• Exercice à traiter:
Répondez aux questions suivantes en vous appuyant sur le texte donné ci-dessous.
1. Depuis quelle année les troubles observés en Iran sont-ils décrits comme les plus importants ?
2. Quels sont les cinq autres pays signataires de l'Accord sur le nucléaire iranien nommés dans le texte ?
3. À quelle date Donald Trump a-t-il renouvelé ses accusations contre l'Iran Deal ?

Un tel programme de changement de régime cadre bien avec le « plan stratégique américano-israélien » contre l’Iran qui a récemment été dévoilé. C’est, en effet, une grande coïncidence que les troubles les plus importants observés en Iran depuis 2009 arrivent juste après la conclusion d’un tel accord entre les États-Unis et Israël (assistés de l’Arabie saoudite), pour déstabiliser l’Iran. En effet, dans leurs relations avec l’Iran, les États-Unis et Israël semblent agir comme une seule entité politique.

Cela pourrait aussi expliquer pourquoi le président Donald Trump, contre toute logique, insiste pour déclarer que le gouvernement iranien est en violation de l’Accord sur le nucléaire iranien, même si l’ONU et les cinq autres pays signataires (Chine, France, Russie, Royaume-Uni et Allemagne) sont tous d’accord pour dire que l’Iran respecte l’entente. Le 12 janvier dernier, Trump a renouvelé ses accusations contre l’Iran Deal, sans toutefois retirer son pays de l’accord, mais en ajoutant de nouvelles conditions et sanctions économiques contre l’Iran, un acte qui est, en soi, une violation de l’accord. Le seul gouvernement qui viole l’Iran Deal est le gouvernement de Donald Trump, pas le gouvernement iranien.

[Extraits de données d'étiquetage de lieux]
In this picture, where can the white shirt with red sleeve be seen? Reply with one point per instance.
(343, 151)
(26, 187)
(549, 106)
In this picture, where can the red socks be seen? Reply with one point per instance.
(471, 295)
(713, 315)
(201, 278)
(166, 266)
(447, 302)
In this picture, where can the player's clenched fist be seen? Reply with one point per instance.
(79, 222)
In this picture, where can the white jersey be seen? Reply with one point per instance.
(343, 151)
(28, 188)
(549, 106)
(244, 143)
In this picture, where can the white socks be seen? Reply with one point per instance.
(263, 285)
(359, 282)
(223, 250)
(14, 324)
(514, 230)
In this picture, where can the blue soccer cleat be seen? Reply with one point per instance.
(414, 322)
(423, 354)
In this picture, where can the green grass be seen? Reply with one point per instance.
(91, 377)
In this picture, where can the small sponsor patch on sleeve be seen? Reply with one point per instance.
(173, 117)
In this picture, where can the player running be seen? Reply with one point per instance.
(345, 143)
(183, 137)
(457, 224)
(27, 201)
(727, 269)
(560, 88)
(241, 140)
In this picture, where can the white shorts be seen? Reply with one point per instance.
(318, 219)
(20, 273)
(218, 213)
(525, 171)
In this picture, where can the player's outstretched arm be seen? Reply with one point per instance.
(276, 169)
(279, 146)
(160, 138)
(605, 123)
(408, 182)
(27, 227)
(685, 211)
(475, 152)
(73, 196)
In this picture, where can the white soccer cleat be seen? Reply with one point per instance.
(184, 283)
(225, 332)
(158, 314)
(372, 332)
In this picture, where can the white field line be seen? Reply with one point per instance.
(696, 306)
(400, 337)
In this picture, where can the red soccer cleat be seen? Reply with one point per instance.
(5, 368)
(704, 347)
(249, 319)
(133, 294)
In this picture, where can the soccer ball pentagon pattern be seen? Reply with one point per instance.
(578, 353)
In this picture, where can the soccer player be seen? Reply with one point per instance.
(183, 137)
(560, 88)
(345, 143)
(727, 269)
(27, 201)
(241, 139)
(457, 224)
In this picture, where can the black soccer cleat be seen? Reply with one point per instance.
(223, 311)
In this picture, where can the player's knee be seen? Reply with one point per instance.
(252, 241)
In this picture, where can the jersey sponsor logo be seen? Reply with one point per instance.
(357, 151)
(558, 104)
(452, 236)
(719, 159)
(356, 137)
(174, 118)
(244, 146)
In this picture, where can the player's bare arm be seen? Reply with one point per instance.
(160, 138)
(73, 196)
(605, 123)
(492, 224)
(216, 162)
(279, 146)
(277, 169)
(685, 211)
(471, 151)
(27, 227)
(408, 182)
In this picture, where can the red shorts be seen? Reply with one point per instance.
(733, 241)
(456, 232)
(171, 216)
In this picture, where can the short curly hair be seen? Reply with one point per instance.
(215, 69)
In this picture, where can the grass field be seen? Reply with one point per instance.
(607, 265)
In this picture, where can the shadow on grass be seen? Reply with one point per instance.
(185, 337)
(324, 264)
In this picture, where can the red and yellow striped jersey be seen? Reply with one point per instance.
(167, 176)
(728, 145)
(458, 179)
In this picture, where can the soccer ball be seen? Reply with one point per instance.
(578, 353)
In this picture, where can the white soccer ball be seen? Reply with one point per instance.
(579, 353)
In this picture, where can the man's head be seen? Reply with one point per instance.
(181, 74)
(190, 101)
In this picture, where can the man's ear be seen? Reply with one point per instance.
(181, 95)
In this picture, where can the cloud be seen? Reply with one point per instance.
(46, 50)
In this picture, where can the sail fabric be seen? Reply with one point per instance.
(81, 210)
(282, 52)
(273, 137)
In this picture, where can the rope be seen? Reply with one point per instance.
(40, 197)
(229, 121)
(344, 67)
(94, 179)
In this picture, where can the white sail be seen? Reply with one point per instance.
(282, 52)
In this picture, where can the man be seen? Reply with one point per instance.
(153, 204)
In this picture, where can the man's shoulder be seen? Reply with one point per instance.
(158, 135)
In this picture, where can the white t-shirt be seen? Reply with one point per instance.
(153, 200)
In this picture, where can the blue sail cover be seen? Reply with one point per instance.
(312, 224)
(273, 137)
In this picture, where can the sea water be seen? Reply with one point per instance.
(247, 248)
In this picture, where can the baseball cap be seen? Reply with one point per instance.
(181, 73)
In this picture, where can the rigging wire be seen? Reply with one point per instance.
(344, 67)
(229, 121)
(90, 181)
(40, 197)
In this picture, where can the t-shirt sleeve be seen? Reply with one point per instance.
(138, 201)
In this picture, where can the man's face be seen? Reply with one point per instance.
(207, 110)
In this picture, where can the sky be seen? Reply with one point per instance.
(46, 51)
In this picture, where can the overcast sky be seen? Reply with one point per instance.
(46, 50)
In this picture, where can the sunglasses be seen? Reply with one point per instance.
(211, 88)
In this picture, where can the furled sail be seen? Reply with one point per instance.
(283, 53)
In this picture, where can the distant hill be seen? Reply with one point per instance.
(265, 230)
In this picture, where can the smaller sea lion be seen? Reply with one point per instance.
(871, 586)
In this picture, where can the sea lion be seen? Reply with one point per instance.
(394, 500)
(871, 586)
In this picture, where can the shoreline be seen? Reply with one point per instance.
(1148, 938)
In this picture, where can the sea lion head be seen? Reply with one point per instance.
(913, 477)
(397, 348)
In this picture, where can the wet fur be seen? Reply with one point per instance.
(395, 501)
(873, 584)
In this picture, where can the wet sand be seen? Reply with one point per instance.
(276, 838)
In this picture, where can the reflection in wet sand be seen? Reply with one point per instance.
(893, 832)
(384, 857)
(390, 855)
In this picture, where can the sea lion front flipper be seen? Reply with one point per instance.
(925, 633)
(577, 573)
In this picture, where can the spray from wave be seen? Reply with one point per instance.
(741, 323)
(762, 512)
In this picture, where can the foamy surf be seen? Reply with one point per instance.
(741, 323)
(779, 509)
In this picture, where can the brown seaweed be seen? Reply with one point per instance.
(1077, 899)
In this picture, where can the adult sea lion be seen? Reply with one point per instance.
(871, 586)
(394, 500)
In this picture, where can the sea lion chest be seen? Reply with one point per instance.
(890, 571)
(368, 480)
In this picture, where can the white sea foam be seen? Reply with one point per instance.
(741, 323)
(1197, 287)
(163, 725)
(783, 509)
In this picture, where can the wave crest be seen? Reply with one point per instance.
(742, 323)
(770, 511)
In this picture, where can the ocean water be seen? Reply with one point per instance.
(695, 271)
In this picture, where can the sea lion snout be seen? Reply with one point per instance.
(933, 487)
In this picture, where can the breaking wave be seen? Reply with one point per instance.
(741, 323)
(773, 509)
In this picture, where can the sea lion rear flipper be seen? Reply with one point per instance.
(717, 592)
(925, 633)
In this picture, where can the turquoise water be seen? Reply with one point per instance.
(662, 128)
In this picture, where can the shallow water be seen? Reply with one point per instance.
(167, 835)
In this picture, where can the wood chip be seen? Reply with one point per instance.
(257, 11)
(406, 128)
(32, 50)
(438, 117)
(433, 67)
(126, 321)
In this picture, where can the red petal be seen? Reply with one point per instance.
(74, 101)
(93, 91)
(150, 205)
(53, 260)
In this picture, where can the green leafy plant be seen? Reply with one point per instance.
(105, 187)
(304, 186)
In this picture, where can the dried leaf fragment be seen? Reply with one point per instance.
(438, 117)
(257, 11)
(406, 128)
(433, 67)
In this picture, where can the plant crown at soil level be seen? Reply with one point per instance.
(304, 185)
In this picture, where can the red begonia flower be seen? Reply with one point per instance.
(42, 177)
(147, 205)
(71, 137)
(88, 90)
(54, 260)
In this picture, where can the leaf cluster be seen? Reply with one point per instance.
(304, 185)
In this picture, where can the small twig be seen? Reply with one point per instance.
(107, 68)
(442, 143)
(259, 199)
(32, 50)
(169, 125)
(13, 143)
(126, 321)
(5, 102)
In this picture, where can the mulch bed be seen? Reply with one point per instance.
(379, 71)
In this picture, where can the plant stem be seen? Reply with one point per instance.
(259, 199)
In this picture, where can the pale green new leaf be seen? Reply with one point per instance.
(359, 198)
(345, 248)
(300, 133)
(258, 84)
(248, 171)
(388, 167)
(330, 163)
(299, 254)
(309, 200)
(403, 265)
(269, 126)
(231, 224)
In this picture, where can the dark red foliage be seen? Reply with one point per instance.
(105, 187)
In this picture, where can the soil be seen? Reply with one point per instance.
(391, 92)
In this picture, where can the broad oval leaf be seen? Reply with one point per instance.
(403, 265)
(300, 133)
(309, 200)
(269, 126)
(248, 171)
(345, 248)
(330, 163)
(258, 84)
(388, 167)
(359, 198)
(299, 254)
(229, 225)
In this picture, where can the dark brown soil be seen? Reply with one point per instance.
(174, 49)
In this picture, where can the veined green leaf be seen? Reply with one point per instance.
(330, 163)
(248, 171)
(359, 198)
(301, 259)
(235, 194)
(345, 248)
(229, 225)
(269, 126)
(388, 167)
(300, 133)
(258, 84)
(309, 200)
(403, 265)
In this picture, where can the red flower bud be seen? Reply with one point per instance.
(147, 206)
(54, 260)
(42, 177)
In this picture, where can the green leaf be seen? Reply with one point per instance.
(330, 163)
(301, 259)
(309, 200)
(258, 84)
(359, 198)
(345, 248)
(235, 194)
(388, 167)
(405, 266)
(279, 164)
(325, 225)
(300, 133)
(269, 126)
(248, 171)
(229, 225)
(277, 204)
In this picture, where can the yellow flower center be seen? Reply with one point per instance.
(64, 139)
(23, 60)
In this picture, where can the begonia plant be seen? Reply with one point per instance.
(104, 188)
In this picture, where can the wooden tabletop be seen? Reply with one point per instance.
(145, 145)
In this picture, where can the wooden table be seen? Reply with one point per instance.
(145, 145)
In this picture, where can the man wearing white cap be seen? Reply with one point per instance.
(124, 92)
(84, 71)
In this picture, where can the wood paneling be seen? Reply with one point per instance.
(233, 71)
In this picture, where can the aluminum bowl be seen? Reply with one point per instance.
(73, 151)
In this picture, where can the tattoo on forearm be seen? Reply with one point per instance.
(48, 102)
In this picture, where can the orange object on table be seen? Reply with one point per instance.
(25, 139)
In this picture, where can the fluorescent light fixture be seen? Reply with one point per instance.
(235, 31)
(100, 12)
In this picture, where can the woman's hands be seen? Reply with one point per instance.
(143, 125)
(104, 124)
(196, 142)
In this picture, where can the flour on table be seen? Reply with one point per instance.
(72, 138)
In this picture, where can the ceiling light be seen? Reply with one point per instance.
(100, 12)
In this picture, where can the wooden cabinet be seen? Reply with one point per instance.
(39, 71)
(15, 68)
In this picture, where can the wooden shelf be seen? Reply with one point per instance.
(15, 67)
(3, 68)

• Exercice corrigé:
1. Depuis 2009.
2. La Chine, la France, la Russie, le Royaume-Uni et l'Allemagne.
3. Le 12 janvier.